→ **Information supplied**:

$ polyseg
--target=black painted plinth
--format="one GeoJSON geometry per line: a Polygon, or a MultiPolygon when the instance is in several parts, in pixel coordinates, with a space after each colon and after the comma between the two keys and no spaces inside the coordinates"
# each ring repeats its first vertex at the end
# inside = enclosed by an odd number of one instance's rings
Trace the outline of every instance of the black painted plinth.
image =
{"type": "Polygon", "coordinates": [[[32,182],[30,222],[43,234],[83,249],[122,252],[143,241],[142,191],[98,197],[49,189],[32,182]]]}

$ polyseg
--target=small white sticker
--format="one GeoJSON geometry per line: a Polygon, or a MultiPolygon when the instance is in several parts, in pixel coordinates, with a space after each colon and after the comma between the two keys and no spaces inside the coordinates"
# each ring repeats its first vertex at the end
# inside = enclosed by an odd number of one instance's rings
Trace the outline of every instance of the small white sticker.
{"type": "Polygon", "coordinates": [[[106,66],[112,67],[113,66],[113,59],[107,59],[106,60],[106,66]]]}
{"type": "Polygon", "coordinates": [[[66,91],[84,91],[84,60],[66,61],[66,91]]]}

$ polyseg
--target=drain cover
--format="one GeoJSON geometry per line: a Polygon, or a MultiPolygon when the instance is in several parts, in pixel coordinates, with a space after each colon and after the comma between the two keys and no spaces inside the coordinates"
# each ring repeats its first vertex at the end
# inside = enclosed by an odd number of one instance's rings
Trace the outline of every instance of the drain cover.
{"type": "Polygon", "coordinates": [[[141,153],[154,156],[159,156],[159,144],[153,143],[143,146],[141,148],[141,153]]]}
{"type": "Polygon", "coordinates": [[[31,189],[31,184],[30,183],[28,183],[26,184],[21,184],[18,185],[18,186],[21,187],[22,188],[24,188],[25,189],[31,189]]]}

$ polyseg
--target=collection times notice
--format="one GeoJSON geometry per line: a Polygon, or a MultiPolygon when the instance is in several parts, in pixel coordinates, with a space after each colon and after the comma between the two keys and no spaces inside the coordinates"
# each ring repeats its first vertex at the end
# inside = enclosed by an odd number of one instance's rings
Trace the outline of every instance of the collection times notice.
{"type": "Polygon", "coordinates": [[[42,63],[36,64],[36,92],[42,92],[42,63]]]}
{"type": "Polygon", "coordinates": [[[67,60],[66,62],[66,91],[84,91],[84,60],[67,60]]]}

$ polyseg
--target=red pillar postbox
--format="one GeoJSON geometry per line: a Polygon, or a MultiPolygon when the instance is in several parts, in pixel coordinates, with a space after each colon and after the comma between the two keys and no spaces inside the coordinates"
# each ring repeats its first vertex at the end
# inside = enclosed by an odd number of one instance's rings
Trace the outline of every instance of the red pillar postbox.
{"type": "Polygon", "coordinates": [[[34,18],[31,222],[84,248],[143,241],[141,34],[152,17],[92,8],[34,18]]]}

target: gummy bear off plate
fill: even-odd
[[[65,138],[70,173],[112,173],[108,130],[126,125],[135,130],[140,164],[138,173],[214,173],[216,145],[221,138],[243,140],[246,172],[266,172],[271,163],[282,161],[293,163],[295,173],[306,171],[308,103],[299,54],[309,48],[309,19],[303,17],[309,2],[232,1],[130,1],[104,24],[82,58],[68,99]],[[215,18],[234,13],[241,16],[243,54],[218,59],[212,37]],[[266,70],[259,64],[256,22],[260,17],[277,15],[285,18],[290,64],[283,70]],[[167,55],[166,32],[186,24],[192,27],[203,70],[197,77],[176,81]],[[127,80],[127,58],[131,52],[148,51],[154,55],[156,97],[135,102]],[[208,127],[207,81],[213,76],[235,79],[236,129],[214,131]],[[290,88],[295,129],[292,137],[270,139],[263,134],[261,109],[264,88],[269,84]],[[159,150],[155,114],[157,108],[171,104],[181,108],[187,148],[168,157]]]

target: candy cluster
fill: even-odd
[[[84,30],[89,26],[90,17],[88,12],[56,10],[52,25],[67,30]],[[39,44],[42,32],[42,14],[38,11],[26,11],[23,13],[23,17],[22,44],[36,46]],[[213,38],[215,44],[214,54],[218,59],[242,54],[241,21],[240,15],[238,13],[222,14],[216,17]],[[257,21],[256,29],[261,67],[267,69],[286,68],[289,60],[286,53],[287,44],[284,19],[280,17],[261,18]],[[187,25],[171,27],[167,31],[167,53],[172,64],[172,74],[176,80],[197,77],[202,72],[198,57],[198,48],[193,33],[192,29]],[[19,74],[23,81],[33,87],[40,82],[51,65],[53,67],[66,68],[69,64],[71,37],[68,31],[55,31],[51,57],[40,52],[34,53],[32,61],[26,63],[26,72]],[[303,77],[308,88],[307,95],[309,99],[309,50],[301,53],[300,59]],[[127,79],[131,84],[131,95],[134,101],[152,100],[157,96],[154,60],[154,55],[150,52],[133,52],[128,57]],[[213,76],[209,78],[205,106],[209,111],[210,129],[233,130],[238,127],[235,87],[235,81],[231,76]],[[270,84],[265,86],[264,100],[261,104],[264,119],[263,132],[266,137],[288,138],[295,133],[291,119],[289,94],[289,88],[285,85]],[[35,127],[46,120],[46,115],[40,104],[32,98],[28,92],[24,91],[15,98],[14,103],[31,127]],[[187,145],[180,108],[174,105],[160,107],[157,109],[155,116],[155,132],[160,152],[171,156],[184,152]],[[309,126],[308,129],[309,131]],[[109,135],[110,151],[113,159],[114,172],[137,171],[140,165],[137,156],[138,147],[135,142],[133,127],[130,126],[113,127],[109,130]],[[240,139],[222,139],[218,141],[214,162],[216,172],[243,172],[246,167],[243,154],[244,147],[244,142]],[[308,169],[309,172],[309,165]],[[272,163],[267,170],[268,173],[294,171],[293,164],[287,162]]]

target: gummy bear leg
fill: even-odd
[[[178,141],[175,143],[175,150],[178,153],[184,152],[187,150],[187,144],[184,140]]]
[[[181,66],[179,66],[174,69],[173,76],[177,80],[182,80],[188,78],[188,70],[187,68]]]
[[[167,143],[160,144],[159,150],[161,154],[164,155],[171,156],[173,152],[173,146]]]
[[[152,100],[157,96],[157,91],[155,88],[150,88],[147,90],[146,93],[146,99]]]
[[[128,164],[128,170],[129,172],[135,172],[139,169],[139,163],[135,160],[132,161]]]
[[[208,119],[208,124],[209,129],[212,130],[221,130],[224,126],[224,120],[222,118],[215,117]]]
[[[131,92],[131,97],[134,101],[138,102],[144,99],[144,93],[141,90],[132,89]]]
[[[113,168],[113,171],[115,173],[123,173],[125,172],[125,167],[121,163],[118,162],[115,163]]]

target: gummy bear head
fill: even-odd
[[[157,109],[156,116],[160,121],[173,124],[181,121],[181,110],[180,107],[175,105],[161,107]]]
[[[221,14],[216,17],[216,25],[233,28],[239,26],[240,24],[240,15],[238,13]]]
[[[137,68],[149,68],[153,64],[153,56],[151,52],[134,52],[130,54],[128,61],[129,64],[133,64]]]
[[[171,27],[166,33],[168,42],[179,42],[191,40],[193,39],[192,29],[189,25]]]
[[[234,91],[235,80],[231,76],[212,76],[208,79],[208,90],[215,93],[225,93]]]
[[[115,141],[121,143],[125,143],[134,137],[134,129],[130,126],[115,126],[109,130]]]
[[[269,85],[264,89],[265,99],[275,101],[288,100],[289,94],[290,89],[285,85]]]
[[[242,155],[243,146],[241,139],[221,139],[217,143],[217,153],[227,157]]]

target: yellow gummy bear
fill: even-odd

→ **To be done**:
Pick out and copy in full each line of the records above that contains the string "collection".

→ **Exercise response**:
--target=collection times notice
Trace the outline of every instance of the collection times notice.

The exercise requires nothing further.